STATED GOAL:
Present every row below as a numbered list, skipping blank lines. Leave the pictures out of your list.

------------------------------

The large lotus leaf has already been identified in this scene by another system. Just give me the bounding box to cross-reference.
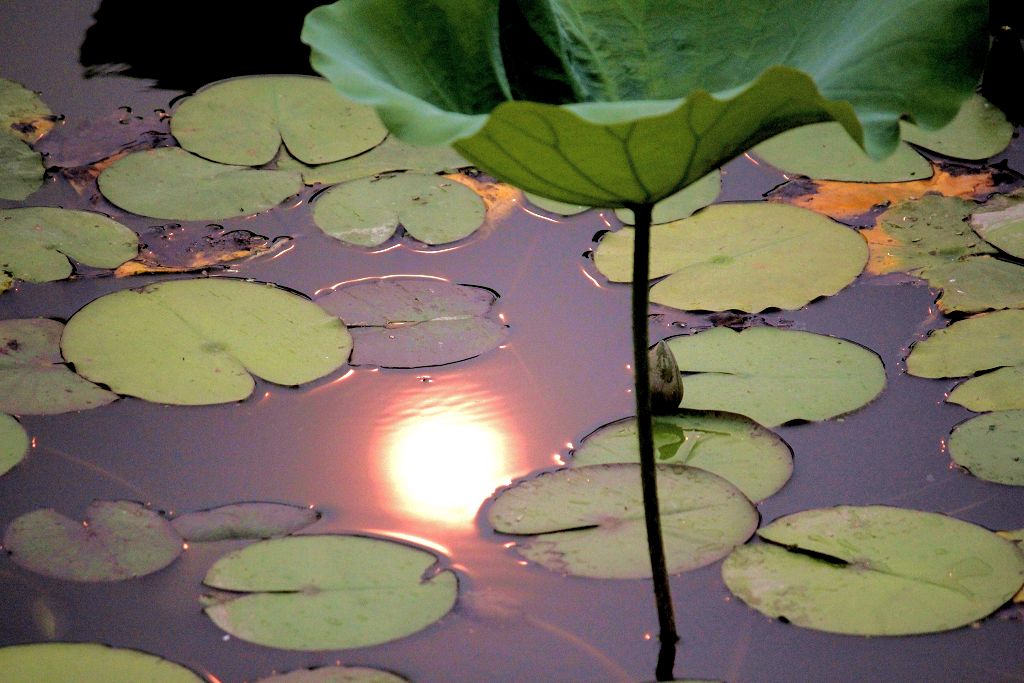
[569,411,793,503]
[906,310,1024,377]
[313,172,486,247]
[3,501,181,582]
[203,536,458,650]
[0,207,138,283]
[594,202,867,312]
[722,506,1024,636]
[99,147,302,220]
[669,328,886,427]
[0,317,117,415]
[302,0,987,207]
[171,76,387,166]
[487,464,758,579]
[0,643,206,683]
[171,503,321,542]
[317,279,508,368]
[61,279,352,404]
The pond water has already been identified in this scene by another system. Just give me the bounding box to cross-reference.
[0,0,1024,683]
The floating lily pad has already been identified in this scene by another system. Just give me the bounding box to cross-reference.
[171,503,321,542]
[0,207,138,283]
[313,172,485,247]
[722,506,1024,636]
[171,76,387,166]
[317,279,508,368]
[0,643,206,683]
[487,464,758,579]
[203,536,458,650]
[0,317,117,415]
[3,501,181,582]
[99,147,302,220]
[61,278,351,405]
[669,327,886,427]
[569,411,793,503]
[594,202,867,312]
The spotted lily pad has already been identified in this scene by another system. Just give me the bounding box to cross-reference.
[3,501,181,582]
[722,506,1024,636]
[487,464,758,579]
[171,503,321,543]
[669,327,886,427]
[203,536,458,650]
[0,643,206,683]
[569,411,793,503]
[0,317,117,415]
[61,278,351,404]
[99,147,302,220]
[317,279,508,368]
[313,172,485,247]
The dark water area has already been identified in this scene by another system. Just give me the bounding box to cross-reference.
[0,0,1024,683]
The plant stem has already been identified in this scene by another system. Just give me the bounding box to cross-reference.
[630,204,679,681]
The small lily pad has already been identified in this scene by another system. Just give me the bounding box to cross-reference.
[594,202,867,312]
[171,76,387,166]
[722,506,1024,636]
[203,536,458,650]
[99,147,302,220]
[0,317,117,415]
[61,278,351,405]
[569,411,793,503]
[487,464,758,579]
[949,411,1024,486]
[313,172,485,247]
[3,501,181,582]
[171,503,321,543]
[317,279,508,368]
[669,327,886,427]
[0,643,206,683]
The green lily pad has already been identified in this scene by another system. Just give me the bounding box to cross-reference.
[0,207,138,283]
[594,202,867,312]
[569,411,793,503]
[3,501,181,582]
[171,76,387,166]
[99,147,302,220]
[949,410,1024,486]
[0,413,29,474]
[487,464,758,579]
[669,327,886,427]
[0,317,118,415]
[317,279,508,368]
[722,506,1024,636]
[171,503,321,543]
[203,536,458,650]
[61,278,351,405]
[0,643,206,683]
[313,172,486,247]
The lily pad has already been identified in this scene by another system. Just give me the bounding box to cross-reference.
[317,279,508,368]
[171,503,321,543]
[313,172,486,247]
[3,501,181,582]
[569,411,793,503]
[61,278,351,405]
[669,327,886,427]
[203,536,458,650]
[0,207,138,283]
[171,76,387,166]
[722,506,1024,636]
[0,317,117,415]
[0,643,206,683]
[99,147,302,220]
[594,202,867,312]
[487,464,758,579]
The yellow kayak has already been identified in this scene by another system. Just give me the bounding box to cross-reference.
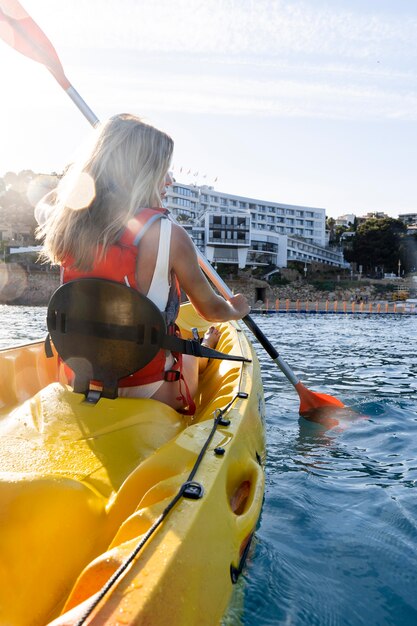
[0,304,265,626]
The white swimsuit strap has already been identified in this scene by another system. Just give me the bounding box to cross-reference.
[147,219,172,311]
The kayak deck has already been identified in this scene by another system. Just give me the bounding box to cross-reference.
[0,305,264,626]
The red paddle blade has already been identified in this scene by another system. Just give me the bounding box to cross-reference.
[0,0,71,89]
[295,382,345,416]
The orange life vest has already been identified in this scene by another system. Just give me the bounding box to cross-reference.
[61,209,182,386]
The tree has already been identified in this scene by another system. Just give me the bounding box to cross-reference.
[344,217,407,272]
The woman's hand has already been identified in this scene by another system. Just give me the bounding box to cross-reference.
[229,293,250,320]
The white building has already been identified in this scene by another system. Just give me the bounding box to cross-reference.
[166,182,347,268]
[335,213,355,227]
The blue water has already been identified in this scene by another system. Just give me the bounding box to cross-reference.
[242,315,417,626]
[0,306,417,626]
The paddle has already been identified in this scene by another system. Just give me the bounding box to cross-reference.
[0,0,99,126]
[0,0,344,416]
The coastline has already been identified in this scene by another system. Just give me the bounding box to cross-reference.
[0,263,412,313]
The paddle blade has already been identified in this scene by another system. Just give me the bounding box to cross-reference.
[0,0,71,90]
[295,382,345,416]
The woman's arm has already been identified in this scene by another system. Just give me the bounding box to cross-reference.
[171,224,250,322]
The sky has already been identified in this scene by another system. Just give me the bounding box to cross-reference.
[0,0,417,217]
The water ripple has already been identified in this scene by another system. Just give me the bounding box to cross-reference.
[0,306,417,626]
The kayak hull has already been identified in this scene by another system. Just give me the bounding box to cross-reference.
[0,305,265,626]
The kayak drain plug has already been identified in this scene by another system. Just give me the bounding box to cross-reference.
[182,480,204,500]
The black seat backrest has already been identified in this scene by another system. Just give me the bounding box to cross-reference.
[47,278,167,398]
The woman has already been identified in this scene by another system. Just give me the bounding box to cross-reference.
[38,114,249,413]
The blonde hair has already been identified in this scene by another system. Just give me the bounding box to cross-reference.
[37,114,174,271]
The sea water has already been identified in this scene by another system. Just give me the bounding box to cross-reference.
[0,306,417,626]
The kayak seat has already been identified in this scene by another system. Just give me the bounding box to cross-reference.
[47,278,248,402]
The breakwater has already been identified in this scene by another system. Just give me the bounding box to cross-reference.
[0,262,412,313]
[251,300,417,315]
[0,263,59,306]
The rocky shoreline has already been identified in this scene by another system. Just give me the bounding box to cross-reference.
[0,263,412,309]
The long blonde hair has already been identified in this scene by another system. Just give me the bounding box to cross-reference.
[37,114,174,271]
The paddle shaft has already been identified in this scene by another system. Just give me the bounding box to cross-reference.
[0,7,299,386]
[196,247,300,387]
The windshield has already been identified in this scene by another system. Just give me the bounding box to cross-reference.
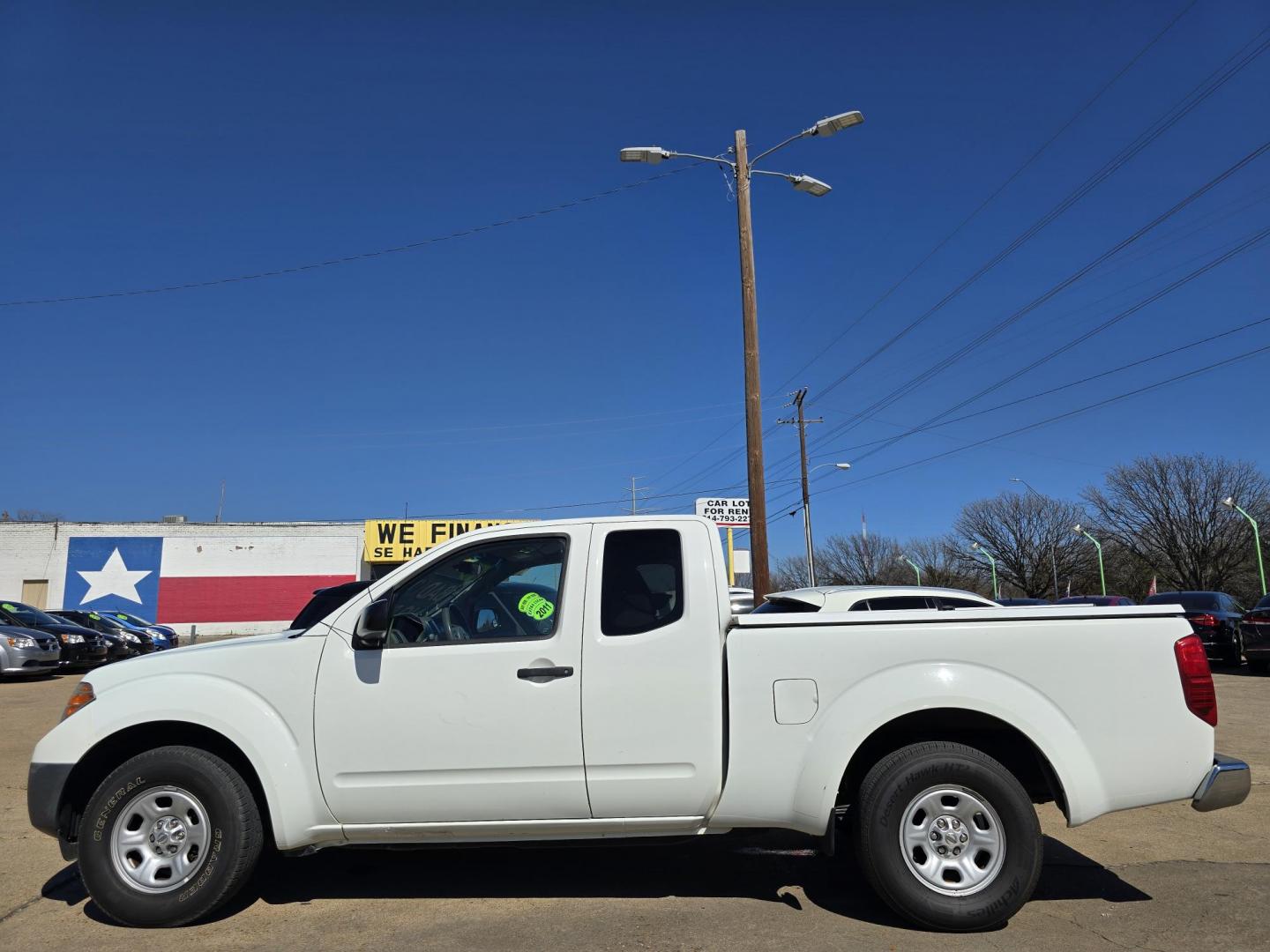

------------------------------

SOLUTION BELOW:
1. The large lotus leaf has already been identified in this scene by another system. Just give me the bounding box to cross-reference.
2. [569,411,793,503]
3. [906,310,1024,377]
4. [313,172,486,247]
5. [3,501,181,582]
6. [203,536,458,650]
7. [0,207,138,283]
8. [594,202,867,312]
9. [722,506,1024,636]
10. [99,147,302,220]
11. [669,328,886,427]
12. [0,317,117,415]
13. [302,0,987,207]
14. [171,76,387,166]
15. [487,464,758,579]
16. [0,643,206,683]
17. [171,503,321,542]
18. [317,279,508,368]
19. [61,279,352,404]
20. The pond water has already been identified in this scene by another system. Just give me the bounding box to cross-reference.
21. [0,0,1024,683]
22. The floating lily pad has already been identified in this scene by another system. Just give me the bounding box to cross-reference.
23. [171,503,321,542]
24. [0,207,138,283]
25. [313,172,485,247]
26. [722,506,1024,636]
27. [171,76,387,166]
28. [317,279,508,368]
29. [0,643,206,683]
30. [487,464,758,579]
31. [203,536,458,650]
32. [0,317,117,415]
33. [3,501,181,582]
34. [99,147,302,220]
35. [61,278,351,405]
36. [669,327,886,427]
37. [569,411,793,503]
38. [594,202,867,312]
39. The spotted lily pad has already been identified in this scene by another system. Just give me the bounding box to cross-reference.
40. [3,501,181,582]
41. [722,506,1024,636]
42. [487,464,758,579]
43. [171,503,321,543]
44. [669,327,886,427]
45. [203,536,458,650]
46. [0,643,206,683]
47. [569,411,793,503]
48. [0,317,117,415]
49. [61,278,351,404]
50. [99,147,302,220]
51. [317,279,508,368]
52. [313,172,485,247]
53. The dark water area has already been identified in this scene by another system. Just give me the bounding box to cross-reference.
54. [0,0,1024,683]
55. The plant stem has already been identified in this scene by another system. Just give me the bounding box to cross-reference.
56. [630,204,679,681]
57. The small lily pad has already been identified in this scene by another system. Just give me the bounding box to cross-reference.
58. [594,202,867,312]
59. [171,76,387,166]
60. [722,506,1024,636]
61. [203,536,458,650]
62. [99,147,302,220]
63. [0,317,117,415]
64. [61,278,351,405]
65. [569,411,793,503]
66. [487,464,758,579]
67. [949,411,1024,486]
68. [313,172,485,247]
69. [3,501,181,582]
70. [171,503,321,543]
71. [317,279,508,368]
72. [669,327,886,427]
73. [0,643,206,683]
74. The green lily pad has already been identified in this scene by another system. Just give me the bounding box to cross-reference.
75. [0,207,138,283]
76. [594,202,867,312]
77. [569,411,793,503]
78. [3,501,181,582]
79. [171,76,387,166]
80. [99,147,302,220]
81. [949,410,1024,486]
82. [0,413,29,474]
83. [487,464,758,579]
84. [669,327,886,427]
85. [0,317,118,415]
86. [317,279,508,368]
87. [722,506,1024,636]
88. [171,503,321,543]
89. [203,536,458,650]
90. [61,278,351,405]
91. [0,643,206,683]
92. [313,172,486,247]
93. The lily pad has already been identified in this scene by another system. Just give me the bounding box to cross-reference.
94. [317,279,508,368]
95. [171,503,321,543]
96. [313,172,486,247]
97. [3,501,181,582]
98. [569,411,793,503]
99. [61,278,351,405]
100. [669,327,886,427]
101. [203,536,458,650]
102. [0,207,138,283]
103. [171,76,387,166]
104. [722,506,1024,636]
105. [0,317,117,415]
106. [0,643,206,683]
107. [99,147,302,220]
108. [594,202,867,312]
109. [487,464,758,579]
110. The yellow kayak has already been identified in this scene by another system. Just give me the bounding box to cross-reference.
111. [0,304,265,626]
112. The white swimsuit strap has already been identified in this scene by another system. Just give me the bounding box to cross-reference.
113. [147,219,172,311]
114. The kayak deck has already been identified in this scene by another system. Just give me the bounding box to cross-reference.
115. [0,305,264,626]
116. The red paddle blade has already been identified in this scene by another system. Just give me the bounding box to cross-reference.
117. [0,0,71,89]
118. [295,382,345,416]
119. The orange life vest has already been identified in this scene by another system. Just give me the bounding box to cross-reference.
120. [61,209,182,386]
121. The tree has already been identified in this scene by another system. Just give me the bounding box to cross-reference.
122. [344,217,407,272]
123. The woman's hand has already been identified in this scene by another system. Just give me the bounding box to cross-reference.
124. [229,293,250,320]
125. The white building has already been identified in this scene by another system. Just give me the bounding box to cross-reference.
126. [166,182,347,268]
127. [335,213,355,227]
128. The blue water has already been identified in this scene by another system. Just give me the bounding box to cross-reference.
129. [242,315,417,626]
130. [0,306,417,626]
131. The paddle has already been identified in this scene by another system. Just give me the bounding box to cross-reference.
132. [0,0,99,126]
133. [0,0,344,416]
134. The coastline has already been identified in this scene by another system. Just give me the bounding box to cross-reference.
135. [0,263,412,313]
136. The paddle blade has already been identified in this scene by another system. Just give me the bounding box to cross-reference.
137. [0,0,71,90]
138. [295,382,345,416]
139. The woman's arm has already been identified in this scene by another system. Just give me the bounding box to cross-reference.
140. [171,224,250,322]
141. The sky has already been identified in this scene by another system. Just give me the bounding box to cross-reference.
142. [0,0,417,217]
143. The water ripple has already been identified in this scene by another system. Just give me the bounding box to cross-reference.
144. [0,306,417,626]
145. The kayak hull has already been identified in this scene by another system. Just give me the bounding box to cross-reference.
146. [0,305,265,626]
147. The kayak drain plug has already been identified in this scene by another system. Just give me the bounding box to cross-reference.
148. [182,480,204,500]
149. The black seat backrest has already been identified in this scene by another system. Just give me the bounding box to cross-reference.
150. [47,278,167,398]
151. The woman has already been identified in this scene by another system. Just give me the bounding box to cross-reference.
152. [38,114,249,413]
153. The blonde hair has already been identified in this scene by another system. Just give me the bounding box to cross-reference.
154. [37,114,174,271]
155. The sea water has already been identified in this scene by another system. Just give me the bounding box to cross-reference.
156. [0,306,417,626]
157. The kayak seat has already been identified in this scene by another system. Just give me the bounding box to cross-reference.
158. [47,278,248,402]
159. The breakwater has already been identified in this scene by another system. Just give me the bounding box to cross-reference.
160. [0,262,412,313]
161. [251,300,417,315]
162. [0,263,59,306]
163. The rocky shoreline has already been identified in this scene by another system. Just give me the bounding box to cross-reference.
164. [0,263,412,309]
165. The long blonde hair has already been identified in this scene by another system. Just give me the bounding box to cross-reference.
166. [37,114,174,271]
167. The paddle shaft has already been identified in this scene by another system. Just give me the bounding box to cross-reference.
168. [0,7,299,386]
169. [196,247,300,387]
170. The windshield has already been identified in this scene by another system. Just give me the bounding box to cross-reference.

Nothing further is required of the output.